-- TASK STATEMENT --
Please rewrite all of the data below as a numbered list, omitting blank lines and leaving the pictures out of your answer.

Point labeling data based on photos
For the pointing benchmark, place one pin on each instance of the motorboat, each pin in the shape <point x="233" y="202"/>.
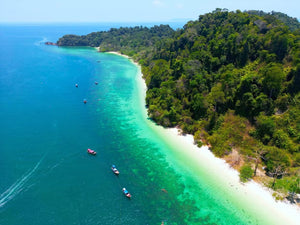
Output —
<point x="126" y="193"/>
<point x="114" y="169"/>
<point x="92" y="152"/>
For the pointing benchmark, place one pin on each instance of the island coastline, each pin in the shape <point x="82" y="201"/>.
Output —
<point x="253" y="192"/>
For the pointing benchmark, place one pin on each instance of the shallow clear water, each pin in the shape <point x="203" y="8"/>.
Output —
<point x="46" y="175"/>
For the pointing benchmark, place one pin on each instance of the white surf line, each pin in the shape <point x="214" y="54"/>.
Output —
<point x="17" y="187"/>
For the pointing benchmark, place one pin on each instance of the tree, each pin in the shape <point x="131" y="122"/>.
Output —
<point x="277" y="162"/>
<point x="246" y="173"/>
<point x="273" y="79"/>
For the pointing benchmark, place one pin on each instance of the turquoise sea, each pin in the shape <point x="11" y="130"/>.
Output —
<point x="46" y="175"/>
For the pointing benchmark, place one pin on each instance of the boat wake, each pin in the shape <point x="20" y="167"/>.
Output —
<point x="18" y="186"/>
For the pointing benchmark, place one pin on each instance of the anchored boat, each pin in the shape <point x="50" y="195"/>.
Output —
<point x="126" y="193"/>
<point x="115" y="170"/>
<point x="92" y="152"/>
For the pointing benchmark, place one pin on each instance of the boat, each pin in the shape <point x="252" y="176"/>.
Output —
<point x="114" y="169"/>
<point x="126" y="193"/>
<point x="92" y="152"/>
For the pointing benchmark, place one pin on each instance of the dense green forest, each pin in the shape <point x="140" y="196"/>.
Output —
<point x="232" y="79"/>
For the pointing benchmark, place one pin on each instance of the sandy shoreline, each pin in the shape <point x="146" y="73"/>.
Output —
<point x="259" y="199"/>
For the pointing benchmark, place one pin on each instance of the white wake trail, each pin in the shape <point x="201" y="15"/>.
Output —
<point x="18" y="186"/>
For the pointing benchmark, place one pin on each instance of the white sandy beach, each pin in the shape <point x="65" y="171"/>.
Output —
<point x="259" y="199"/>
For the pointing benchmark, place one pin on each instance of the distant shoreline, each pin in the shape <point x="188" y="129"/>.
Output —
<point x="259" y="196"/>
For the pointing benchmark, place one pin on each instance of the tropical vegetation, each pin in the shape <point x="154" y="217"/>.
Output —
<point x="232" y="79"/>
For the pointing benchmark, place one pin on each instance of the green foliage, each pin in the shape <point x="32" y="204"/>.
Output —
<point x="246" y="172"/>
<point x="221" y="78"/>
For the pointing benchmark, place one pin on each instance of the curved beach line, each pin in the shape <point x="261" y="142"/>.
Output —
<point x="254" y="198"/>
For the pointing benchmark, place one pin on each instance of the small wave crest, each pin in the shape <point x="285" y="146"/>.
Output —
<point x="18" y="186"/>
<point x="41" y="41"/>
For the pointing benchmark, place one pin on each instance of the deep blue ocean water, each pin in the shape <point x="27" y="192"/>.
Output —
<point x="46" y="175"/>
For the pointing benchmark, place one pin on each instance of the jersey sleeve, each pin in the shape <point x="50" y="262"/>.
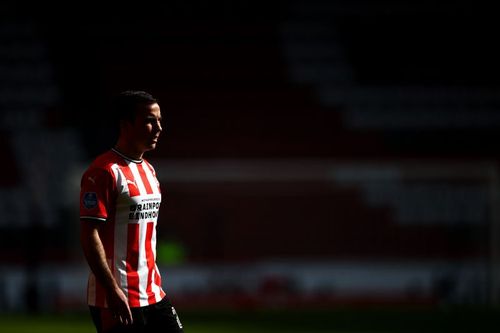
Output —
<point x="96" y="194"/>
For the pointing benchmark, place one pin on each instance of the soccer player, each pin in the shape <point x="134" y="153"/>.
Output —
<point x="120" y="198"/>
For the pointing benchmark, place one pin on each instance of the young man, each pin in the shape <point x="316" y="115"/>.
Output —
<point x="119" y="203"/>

-- CORRECT OUTPUT --
1. For the pointing benchmark, place one pin on each instance of the motorboat, each pin in the shape <point x="233" y="202"/>.
2. Output —
3. <point x="126" y="193"/>
4. <point x="114" y="169"/>
5. <point x="92" y="152"/>
6. For the pointing benchmark, place one pin on each instance of the island coastline, each pin in the shape <point x="82" y="201"/>.
7. Output —
8. <point x="253" y="192"/>
9. For the pointing benchmark, place one pin on each instance of the shallow clear water, each pin in the shape <point x="203" y="8"/>.
10. Output —
11. <point x="46" y="175"/>
12. For the pointing benchmark, place one pin on each instance of the white surf line, each pin in the shape <point x="214" y="54"/>.
13. Output —
14. <point x="17" y="187"/>
15. For the pointing benchmark, place one pin on each instance of the tree, each pin in the shape <point x="131" y="122"/>.
16. Output —
17. <point x="277" y="162"/>
18. <point x="246" y="173"/>
19. <point x="273" y="79"/>
20. For the pointing benchmark, place one pin on each instance of the turquoise sea, each pin in the shape <point x="11" y="130"/>.
21. Output —
22. <point x="46" y="175"/>
23. For the pointing benchmark, place one pin on each instance of the boat wake, each pin in the shape <point x="20" y="167"/>.
24. Output —
25. <point x="18" y="186"/>
26. For the pointing benchmark, place one pin on each instance of the anchored boat, each pin in the shape <point x="50" y="195"/>.
27. Output —
28. <point x="126" y="193"/>
29. <point x="115" y="170"/>
30. <point x="92" y="152"/>
31. For the pointing benchmark, place one pin on each instance of the boat, each pin in the shape <point x="252" y="176"/>.
32. Output —
33. <point x="114" y="169"/>
34. <point x="126" y="193"/>
35. <point x="92" y="152"/>
36. For the pointing benchmark, place one pin on each instance of the dense green forest, each pin in the shape <point x="140" y="196"/>.
37. Output —
38. <point x="232" y="79"/>
39. For the pointing benchmark, place one pin on each instance of the sandy shoreline, each pin in the shape <point x="146" y="73"/>.
40. Output —
41. <point x="259" y="199"/>
42. For the pointing benchmark, place one pin on each instance of the white wake trail, each pin in the shape <point x="201" y="15"/>.
43. Output —
44. <point x="18" y="186"/>
45. For the pointing benchmark, place one pin on each instance of the white sandy beach, each pin in the shape <point x="65" y="171"/>.
46. Output —
47. <point x="259" y="199"/>
48. For the pointing benchmark, place one pin on each instance of the distant shoreline, each pin in the shape <point x="188" y="129"/>.
49. Output —
50. <point x="259" y="196"/>
51. For the pointing benchmark, place one pin on each instance of the tropical vegetation, each pin in the shape <point x="154" y="217"/>.
52. Output —
53. <point x="232" y="79"/>
54. For the pointing benchmark, place one pin on each instance of the green foliage, each pin in the shape <point x="32" y="204"/>.
55. Output —
56. <point x="246" y="172"/>
57. <point x="221" y="78"/>
58. For the pointing benchmark, place one pin on each instance of the curved beach line, each pin in the shape <point x="261" y="142"/>.
59. Output —
60. <point x="254" y="198"/>
61. For the pointing benchmark, place one pin on each instance of the small wave crest, each pin in the shape <point x="285" y="146"/>.
62. Output —
63. <point x="18" y="186"/>
64. <point x="41" y="41"/>
65. For the pointing benchmark, place one pin on each instance of the deep blue ocean water, each pin in the shape <point x="27" y="192"/>.
66. Output —
67. <point x="46" y="175"/>
68. For the pointing benchmark, place one pin on each instance of the jersey sleeve, each pin in the shape <point x="50" y="262"/>.
69. Output —
70. <point x="96" y="194"/>
71. For the pointing benchmark, place one pin on each instance of the soccer player, each pin in the shape <point x="134" y="153"/>.
72. Output —
73. <point x="120" y="198"/>
74. For the pointing benchmark, place one pin on each instance of the young man, each pin in the shape <point x="316" y="115"/>.
75. Output —
76. <point x="119" y="203"/>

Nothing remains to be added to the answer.